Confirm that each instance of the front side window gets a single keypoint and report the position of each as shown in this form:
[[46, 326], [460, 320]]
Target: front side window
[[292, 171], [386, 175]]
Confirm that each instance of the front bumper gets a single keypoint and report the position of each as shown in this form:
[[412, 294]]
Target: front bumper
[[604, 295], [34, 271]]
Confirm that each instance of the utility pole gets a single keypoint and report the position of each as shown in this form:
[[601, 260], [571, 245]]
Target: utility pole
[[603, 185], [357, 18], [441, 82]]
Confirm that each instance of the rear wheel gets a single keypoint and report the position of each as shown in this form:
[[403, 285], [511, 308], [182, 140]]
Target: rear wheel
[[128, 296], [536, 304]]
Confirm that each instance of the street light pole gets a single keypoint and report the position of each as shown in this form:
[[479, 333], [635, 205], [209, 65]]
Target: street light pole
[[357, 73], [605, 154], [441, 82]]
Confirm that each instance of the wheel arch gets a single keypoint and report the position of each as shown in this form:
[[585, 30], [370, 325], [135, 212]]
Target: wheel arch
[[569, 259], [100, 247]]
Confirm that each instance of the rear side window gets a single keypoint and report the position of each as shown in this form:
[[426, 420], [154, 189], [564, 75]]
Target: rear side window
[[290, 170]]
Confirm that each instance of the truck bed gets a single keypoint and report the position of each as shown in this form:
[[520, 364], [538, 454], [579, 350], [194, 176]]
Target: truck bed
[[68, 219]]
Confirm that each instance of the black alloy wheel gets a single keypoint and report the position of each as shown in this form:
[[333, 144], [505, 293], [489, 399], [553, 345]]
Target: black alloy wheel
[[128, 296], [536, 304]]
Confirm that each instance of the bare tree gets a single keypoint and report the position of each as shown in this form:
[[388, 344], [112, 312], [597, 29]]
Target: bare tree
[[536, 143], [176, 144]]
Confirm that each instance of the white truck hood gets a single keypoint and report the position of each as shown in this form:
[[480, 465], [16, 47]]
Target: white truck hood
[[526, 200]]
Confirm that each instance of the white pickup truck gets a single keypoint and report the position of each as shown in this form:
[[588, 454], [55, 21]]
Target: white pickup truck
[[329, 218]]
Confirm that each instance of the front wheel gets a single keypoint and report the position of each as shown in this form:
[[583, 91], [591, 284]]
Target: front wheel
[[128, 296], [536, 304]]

::::

• _Instruction_: Quote every item above word for word, from its first line to its last.

• _Output_:
Confirm that each instance of the front side window gets a single keypoint and report the position of each as shown in this form:
[[46, 326], [460, 320]]
Target: front side window
[[292, 171], [386, 175]]
Confirm that each instance of the front bumper gets a single keypoint and report the position of each as shown in this form:
[[412, 294]]
Target: front bumper
[[604, 295], [34, 271]]
Confirm that each instance of the utility pole gets a single keypoint and report the position of each as shown in this form:
[[601, 260], [571, 245]]
Target: utility pole
[[603, 185], [357, 18], [441, 82]]
Confirm that each instance of the rear wheel gets a single keypoint and report the position of each as shown in this form:
[[403, 285], [511, 308], [182, 140]]
Target: rear wheel
[[128, 296], [536, 304]]
Confirm that each instance of the street light pole gets a single keypoint and report the position of each as shown in this form:
[[479, 333], [635, 205], [209, 65]]
Target: street light pole
[[357, 73], [605, 154], [441, 82]]
Confirm that each instance of the wheel arch gets a single keypoint and report the position of each as shown in this form:
[[585, 30], [370, 325], [135, 212]]
Target: wheel arch
[[569, 259], [100, 247]]
Confirm that each instance of the rear side window gets a single keypoint and report the position of each as shown in this form:
[[426, 420], [154, 189], [564, 75]]
Target: rear side window
[[290, 170]]
Confirm that each instance of the truck bed gets a single keypoint and report the position of each as shown in this form:
[[520, 364], [538, 454], [579, 350], [194, 176]]
Target: truck bed
[[68, 219]]
Confirm that each instance of the black alloy wheel gets a single keypoint and report the position of each as shown in this form:
[[333, 144], [505, 293], [489, 399], [553, 345]]
Target: black alloy wheel
[[128, 296], [536, 304]]
Confirm that each instance of the bare tree gets a single keypoint and report the position of each as shown in this form:
[[388, 344], [112, 312], [597, 29]]
Target: bare tree
[[536, 143], [176, 144]]
Confirm that each instance of the white truck hood gets a single keypoint and report the position of each as shown in this form:
[[480, 465], [16, 47]]
Target: white truck hood
[[526, 200]]
Confirm that each instance of the white pickup truck gets a single keypoint and report the position of each as shown in this form:
[[588, 454], [55, 21]]
Target: white pickup truck
[[329, 218]]
Confirm that each instance of the front wheel gets a single keypoint and report the position of each as shown in this form:
[[583, 91], [591, 284]]
Target: front wheel
[[128, 296], [536, 304]]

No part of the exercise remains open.